Supplied data:
___
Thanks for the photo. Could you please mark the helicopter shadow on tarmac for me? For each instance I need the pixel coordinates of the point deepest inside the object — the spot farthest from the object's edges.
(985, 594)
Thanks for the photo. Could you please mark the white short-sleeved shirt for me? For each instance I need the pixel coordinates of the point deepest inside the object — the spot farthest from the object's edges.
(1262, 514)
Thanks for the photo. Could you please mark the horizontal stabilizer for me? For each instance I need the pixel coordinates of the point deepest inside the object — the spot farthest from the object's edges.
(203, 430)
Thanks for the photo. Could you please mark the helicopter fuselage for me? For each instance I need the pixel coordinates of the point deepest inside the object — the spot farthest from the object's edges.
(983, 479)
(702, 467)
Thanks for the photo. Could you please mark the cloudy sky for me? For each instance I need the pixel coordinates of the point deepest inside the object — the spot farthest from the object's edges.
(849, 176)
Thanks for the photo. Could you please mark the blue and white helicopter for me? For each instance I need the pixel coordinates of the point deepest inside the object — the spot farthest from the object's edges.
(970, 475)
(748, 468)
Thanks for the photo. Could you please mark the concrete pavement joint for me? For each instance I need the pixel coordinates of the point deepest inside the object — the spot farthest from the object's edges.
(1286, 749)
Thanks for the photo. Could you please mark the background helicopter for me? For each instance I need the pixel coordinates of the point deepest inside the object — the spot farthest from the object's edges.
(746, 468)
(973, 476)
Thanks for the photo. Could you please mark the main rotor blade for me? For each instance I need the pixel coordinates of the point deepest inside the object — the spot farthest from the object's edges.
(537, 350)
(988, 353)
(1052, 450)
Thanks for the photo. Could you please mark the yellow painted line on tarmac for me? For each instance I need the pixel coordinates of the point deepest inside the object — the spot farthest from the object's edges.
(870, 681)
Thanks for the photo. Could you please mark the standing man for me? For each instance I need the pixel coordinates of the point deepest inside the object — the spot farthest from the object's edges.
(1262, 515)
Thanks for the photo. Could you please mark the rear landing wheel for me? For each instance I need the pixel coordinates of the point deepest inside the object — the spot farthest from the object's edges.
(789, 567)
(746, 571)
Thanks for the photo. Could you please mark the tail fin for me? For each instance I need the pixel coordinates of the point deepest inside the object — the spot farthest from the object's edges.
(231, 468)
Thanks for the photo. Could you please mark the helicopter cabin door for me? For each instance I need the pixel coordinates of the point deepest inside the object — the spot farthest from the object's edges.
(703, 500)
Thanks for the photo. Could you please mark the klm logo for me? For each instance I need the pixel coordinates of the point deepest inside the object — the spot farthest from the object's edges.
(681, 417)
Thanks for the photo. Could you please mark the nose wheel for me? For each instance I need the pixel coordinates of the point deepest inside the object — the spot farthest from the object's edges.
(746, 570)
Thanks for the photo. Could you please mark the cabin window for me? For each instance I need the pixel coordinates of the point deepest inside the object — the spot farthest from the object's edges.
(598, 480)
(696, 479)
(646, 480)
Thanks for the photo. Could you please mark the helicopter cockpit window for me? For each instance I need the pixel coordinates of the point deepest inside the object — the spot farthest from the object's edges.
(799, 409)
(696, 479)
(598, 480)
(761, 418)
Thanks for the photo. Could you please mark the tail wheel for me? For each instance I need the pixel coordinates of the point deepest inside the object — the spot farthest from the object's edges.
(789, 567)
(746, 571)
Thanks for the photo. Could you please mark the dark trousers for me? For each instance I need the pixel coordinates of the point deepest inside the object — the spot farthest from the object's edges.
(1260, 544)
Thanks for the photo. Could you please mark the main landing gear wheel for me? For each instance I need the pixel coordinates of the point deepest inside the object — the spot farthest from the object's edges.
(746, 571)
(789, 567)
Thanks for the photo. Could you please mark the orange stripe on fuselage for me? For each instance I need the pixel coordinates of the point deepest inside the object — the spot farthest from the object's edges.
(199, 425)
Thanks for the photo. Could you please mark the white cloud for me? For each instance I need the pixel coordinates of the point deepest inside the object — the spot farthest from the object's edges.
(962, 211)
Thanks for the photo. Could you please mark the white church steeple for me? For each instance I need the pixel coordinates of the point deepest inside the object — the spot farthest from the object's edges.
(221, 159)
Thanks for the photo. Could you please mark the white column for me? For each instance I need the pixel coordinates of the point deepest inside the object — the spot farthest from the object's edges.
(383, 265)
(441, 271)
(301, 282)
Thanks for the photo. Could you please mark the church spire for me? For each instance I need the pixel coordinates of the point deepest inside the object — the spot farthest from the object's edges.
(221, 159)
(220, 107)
___
Stated problem: Reproduce all of the data above, substituting "image coordinates" for every occurrence of "pixel coordinates" and leaving everything else unchanged.

Response to this exercise:
Thanks for the photo. Could you please mark the helicopter shadow on tarmac for me? For each instance I need the image coordinates of the point deepest inside the object — the spot farthest from the object's edges.
(985, 594)
Thanks for the photo. Could you please mark the white short-sleeved shirt for me? For each instance I need the image coordinates of the point deepest inside the object — the spot farthest from the object's edges.
(1262, 514)
Thanks for the photo. Could you please mark the horizontal stabilizer for me? For each instance I need the image coordinates of the point deepest inside the object — the spot farthest from the object's edges.
(203, 430)
Thanks for the photo. Could you please mark the helicopter fuselage for me? For each instance I need the image coordinates of the point deepest inside the object — the spot farthest from the object's edges.
(983, 479)
(702, 467)
Thanks for the photo. Could you please mark the cloudy sky for me? For each instance I need the image coordinates of the point deepest inside the object — the spot farthest from the object's edges.
(849, 176)
Thanks for the photo. Could you please mark the blue and white helicopter for me? For each instance I need the image coordinates of the point deepest inside the object — the spot farthest from the object's edges.
(970, 475)
(748, 468)
Thanks for the photo. Could you please mark the concrete pavement joint for me? For each instance I need the image coordinates of the point deepest inside the object — the spot farthest from the object's edges.
(1286, 749)
Thanks for the photo. Could you please mark the background helicopter for me? For each instance I need the image coordinates of the point deepest inside the object — the spot farthest from the object's edges.
(746, 468)
(973, 476)
Thanks for the photo. Could you please mark the main rotor blade for me? For each instance I need the image coordinates of the point deepest inside the object — the spot farthest from the object's edges.
(537, 350)
(988, 353)
(1052, 450)
Thanks for the photo. Could you please mark the yellow painted line on tarmac for me? For each instance I need the image coordinates of the point deepest inside the object — the spot farthest from the object's edges.
(870, 681)
Thanks for the photo. Could you please mark the standing man for me? For each instance I need the image coordinates of the point deepest inside the object — the spot farthest from the object's edges.
(1262, 515)
Thanks for the photo. Could you please mark the rear landing wheel for me? For each instance I need the image coordinates of the point deepest inside the object — the spot farthest from the object's edges.
(789, 567)
(746, 571)
Thanks for the photo. Could you please mark the tail fin for me? For each instance I need the image coordinates of the point deepest inside the object — the spot farthest from the object's edges.
(231, 468)
Thanks for the photo. Could you please mark the helicopter cabin door for me? For each instance I need the image coordinates of the point deepest inside the object — the spot farthest from the object's edges.
(703, 500)
Thanks for the photo. Could you please mark the klm logo for me? For each instance I need the image coordinates of the point deepest inside the object — the spot farthest from the object's edges.
(681, 417)
Thanks for the photo. Could you please mark the nose wheel for me? For each instance I need the image coordinates of the point deepest inside the object — the spot farthest from the object's edges.
(746, 570)
Thanks for the photo. Could you please mark the cabin window for me? For each instance I need the image coordinates of the point deepest inside the object — the spot farthest from the object's edges.
(598, 480)
(696, 479)
(646, 480)
Thanks for the photo. Could you please mark the helicopter cockpit window for me? For each instance I need the image coordinates of the point deepest inside the object — the spot farthest from the object's edges.
(799, 409)
(696, 479)
(598, 480)
(761, 418)
Thanks for the photo. Could you please mark the tail wheel for me? For each instance I need the image coordinates of the point deepest inside the object — the spot farthest from the object's edges.
(789, 567)
(746, 571)
Thanks for the photo. Could you please mark the dark trousers for me? For each instance I need the image coordinates of the point deepest inside the object — the spot farthest from the object's edges.
(1260, 544)
Thanks for the photo. Could you please mark the main landing gear wheel for me? For each instance I need the image coordinates of the point deepest inside the object — the spot farthest from the object's edges.
(746, 571)
(789, 567)
Thanks for the photo. Could you please mark the orange stripe on fuselage for me? For each instance I need the image coordinates of the point deepest inside the object — the spot farthest from the object's edges.
(199, 425)
Thanks for the photo. Could you please mark the white cloud for me? For each instance I need the image coordinates of the point deepest inside the object — the spot farthest from the object's edges.
(962, 211)
Thanks for the photo. Could you please mark the white church steeple for me? For each instance I need the image coordinates of the point deepest inside the object — the spot farthest from the object's edges.
(221, 159)
Thanks for the photo. Could you please mark the white column for me? For each instance I need the image coordinates of the point deepest inside the object — the spot farthest from the object's edges.
(383, 265)
(441, 271)
(301, 282)
Thanks for the photo. Could you please mark the church spire for me? For each instance I need the image coordinates of the point deepest inside the object — the spot farthest from the object's edges.
(221, 159)
(220, 107)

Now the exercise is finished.